Sometimes I worry so much I can't even breathe.
I worry about everything. Why is the ceiling leaking when it rains? How am I going to have the time to clean the house? The economy - is my job safe? Will we have enough money to make it through? What job will Jon take when he finishes residency in 18 months - what city will we end up in? Is the fridge working right? Will our house fall off the cliff? Will it rain too much this week? Will it be too sunny so that we get burned? Should we eat in or out tomorrow, and if we eat in, what should I cook, and if we eat out, where? And what do I order? Should I be concerned about why the ants are headed in a straight line on the deck right towards the house? What if I get in a car accident? When am I going to clean my car out? Does Jon really love me even when we fight? And what is that crazy sound on the window - a bird or a burgler? Am I going to get enough sleep tonite?
Yet tonite, even with these worries playing on repeat in my head, I have a bigger worry that trumps it all. Why does Lilly's tummy hurt so much?
She's had really bad symptoms of a stomach bug for 3 days now, and I just wish I could take it all away from her. I know I always worry about everything relating to Lilly; she is my baby girl and I never want her to hurt. I worry that she's getting too dehydrated, and she won't drink pedialyte, and what if she needs IV fluids? And I worry about it being something bigger, what if this is a sign of something more serious? Because while everyone always says "don't worry about it, it will be fine," what if it isn't? It's not always fine, not for everyone. We learned that the hard way when we lost a dear friend 6 months ago, an adorable child who passed on way too early. This little boy was amazing, and although "God always has a plan," sometimes it's just not a fair plan and it just makes me worry that something might happen to my little angel.

RECORDED DATA:
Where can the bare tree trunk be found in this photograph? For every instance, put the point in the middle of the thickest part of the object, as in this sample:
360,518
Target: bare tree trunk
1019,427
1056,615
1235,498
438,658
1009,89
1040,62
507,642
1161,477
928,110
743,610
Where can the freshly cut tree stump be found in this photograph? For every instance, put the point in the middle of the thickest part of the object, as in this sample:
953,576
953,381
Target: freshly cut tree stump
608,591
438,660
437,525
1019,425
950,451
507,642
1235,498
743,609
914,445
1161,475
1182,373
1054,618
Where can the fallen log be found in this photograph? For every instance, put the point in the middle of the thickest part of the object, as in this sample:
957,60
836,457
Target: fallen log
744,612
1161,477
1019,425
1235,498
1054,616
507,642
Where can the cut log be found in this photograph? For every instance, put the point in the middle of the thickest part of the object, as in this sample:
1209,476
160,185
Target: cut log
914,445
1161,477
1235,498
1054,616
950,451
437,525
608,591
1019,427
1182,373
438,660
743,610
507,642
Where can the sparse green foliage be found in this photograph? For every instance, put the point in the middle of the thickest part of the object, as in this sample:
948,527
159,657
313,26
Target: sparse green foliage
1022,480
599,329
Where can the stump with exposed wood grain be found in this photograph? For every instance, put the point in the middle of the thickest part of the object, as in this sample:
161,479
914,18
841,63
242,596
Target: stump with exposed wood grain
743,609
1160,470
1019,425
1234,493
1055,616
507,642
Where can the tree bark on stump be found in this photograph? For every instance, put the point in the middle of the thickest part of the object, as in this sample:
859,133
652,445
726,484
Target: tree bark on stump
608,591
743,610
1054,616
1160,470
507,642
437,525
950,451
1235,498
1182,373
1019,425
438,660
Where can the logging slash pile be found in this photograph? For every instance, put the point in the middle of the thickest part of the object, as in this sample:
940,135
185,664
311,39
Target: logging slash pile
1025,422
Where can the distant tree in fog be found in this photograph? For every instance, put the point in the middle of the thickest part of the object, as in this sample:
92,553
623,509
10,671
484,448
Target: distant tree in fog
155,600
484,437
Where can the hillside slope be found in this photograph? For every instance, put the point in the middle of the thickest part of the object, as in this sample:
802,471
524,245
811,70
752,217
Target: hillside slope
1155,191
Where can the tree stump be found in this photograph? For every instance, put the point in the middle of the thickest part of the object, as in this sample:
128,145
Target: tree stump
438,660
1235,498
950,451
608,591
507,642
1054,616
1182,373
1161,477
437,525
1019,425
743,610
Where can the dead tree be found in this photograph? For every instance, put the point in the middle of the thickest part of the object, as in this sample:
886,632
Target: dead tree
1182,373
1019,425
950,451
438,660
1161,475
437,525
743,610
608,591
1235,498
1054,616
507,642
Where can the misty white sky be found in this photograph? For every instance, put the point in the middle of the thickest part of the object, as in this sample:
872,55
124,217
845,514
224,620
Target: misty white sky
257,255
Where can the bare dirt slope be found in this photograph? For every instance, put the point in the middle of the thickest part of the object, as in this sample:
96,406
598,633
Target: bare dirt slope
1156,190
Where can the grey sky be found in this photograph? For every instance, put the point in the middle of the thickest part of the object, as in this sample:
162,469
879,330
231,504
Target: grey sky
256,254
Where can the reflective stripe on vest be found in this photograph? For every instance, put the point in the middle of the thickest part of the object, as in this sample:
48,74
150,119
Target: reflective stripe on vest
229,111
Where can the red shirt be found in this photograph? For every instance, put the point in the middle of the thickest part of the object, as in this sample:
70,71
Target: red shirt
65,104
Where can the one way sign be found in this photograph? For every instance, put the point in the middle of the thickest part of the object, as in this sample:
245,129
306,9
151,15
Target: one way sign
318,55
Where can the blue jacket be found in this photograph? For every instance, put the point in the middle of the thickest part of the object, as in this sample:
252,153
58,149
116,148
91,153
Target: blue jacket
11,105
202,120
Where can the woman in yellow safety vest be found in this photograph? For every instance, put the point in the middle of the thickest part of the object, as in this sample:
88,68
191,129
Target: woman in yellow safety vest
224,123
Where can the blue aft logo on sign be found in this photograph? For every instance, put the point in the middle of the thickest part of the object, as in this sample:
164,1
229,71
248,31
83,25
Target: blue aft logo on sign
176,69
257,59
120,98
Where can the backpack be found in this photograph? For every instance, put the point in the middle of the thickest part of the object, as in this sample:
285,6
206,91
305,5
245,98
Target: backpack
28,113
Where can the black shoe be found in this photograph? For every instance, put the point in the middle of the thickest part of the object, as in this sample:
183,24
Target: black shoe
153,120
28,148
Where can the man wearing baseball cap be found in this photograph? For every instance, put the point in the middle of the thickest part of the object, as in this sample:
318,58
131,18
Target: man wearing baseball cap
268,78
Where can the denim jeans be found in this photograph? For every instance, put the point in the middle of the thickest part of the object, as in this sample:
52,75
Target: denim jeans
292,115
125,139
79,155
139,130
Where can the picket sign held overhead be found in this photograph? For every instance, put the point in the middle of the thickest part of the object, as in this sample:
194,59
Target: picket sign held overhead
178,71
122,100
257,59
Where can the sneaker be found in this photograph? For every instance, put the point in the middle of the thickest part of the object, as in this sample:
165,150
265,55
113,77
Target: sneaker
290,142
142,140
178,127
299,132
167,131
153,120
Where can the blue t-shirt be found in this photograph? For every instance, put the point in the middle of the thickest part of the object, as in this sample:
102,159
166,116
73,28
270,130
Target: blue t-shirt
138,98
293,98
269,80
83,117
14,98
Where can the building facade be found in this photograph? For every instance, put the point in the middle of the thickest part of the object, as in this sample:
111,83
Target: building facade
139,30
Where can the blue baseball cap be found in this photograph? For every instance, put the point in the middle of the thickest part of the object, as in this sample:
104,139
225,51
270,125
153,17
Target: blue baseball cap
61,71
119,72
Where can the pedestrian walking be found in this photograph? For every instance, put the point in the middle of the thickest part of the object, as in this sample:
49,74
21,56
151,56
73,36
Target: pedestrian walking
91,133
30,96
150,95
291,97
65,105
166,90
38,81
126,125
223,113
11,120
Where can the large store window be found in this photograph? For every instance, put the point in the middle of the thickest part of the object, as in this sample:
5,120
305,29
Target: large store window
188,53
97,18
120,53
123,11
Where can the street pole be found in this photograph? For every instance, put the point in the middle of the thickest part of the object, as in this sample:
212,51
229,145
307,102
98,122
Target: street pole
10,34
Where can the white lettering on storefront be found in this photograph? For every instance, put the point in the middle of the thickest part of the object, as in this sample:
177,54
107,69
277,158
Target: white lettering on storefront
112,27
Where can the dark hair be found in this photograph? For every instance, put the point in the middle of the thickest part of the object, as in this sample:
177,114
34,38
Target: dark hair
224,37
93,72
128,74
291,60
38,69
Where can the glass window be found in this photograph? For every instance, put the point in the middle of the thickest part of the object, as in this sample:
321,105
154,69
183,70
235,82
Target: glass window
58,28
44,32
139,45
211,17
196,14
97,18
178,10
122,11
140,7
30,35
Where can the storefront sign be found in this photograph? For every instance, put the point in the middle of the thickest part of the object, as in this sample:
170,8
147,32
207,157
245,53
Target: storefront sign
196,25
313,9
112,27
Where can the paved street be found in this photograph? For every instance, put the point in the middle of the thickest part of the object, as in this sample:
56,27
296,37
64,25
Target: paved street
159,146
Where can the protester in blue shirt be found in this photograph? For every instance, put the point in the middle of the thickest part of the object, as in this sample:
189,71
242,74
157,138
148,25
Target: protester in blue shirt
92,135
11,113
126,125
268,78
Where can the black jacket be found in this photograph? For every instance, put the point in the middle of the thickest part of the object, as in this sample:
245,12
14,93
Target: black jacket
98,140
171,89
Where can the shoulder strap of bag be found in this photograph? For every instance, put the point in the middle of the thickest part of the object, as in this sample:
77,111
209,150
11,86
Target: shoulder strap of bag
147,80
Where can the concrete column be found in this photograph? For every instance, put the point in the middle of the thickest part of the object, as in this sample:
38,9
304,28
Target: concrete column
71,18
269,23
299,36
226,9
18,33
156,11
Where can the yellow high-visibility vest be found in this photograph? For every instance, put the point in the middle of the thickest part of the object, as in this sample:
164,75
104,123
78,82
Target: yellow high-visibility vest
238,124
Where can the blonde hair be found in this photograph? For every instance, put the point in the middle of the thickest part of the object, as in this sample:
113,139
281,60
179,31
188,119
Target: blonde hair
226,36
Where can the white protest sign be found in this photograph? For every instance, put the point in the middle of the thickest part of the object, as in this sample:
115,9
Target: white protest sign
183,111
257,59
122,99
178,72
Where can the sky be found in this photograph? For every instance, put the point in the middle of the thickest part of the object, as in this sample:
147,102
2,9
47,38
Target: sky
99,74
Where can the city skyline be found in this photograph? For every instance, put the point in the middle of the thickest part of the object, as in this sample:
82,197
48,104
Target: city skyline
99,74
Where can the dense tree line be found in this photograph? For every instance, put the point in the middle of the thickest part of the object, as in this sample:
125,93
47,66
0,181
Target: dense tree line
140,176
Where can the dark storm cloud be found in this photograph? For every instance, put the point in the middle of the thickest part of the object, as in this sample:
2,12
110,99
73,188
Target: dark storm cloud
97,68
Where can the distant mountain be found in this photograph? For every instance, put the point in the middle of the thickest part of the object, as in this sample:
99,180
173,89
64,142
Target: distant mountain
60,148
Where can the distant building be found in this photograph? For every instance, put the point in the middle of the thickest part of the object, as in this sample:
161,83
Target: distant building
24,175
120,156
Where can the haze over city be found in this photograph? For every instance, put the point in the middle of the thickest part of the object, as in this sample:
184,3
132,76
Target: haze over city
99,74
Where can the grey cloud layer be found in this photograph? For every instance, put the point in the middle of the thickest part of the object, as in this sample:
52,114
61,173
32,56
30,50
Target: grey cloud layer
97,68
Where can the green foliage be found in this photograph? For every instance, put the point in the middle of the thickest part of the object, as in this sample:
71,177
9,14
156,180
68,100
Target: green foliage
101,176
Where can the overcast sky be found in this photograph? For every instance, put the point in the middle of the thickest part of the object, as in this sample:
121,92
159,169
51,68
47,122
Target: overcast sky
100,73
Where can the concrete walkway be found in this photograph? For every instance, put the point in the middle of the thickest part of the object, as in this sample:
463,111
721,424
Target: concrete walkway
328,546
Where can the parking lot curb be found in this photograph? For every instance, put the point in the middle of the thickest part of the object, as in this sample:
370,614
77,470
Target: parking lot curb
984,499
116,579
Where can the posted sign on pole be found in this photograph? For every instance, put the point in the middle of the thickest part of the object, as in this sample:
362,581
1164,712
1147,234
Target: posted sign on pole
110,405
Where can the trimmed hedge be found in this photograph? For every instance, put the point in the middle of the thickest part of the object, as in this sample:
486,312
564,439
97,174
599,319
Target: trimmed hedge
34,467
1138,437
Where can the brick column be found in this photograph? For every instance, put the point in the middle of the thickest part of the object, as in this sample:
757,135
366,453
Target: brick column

TASK TO COMPLETE: Please extend the text about worrying from the point where it stops. The data was taken from a different source than the text about worrying.

RESULT OF THE EXERCISE:
So I worry. I worry that Lilly's tummy might not feel better soon. I worry that she didn't have a good enough Christmas because of her tummy pain, even though she loved having her cousins Lyndsey and Julianne and her Aunt Colleen here to play and dance with. I worry as she's tossing and turning tonite while her tummy hurts. I worry that she won't eat enough saltines and water tomorrow. I'll worry that she'll want to drink milk and it will upset her tummy more. I'll worry while she's not herself, until she's back to feeling 100%. And then I'll find something new to worry about.
The answer to worry is prayers, and faith that God will take care of us. Easy to say, but hard to do sometimes, when it feels so much easier to worry. So send some prayers Lilly's way, that she feels better soon! And an extra little prayer for her mama's constant worrying.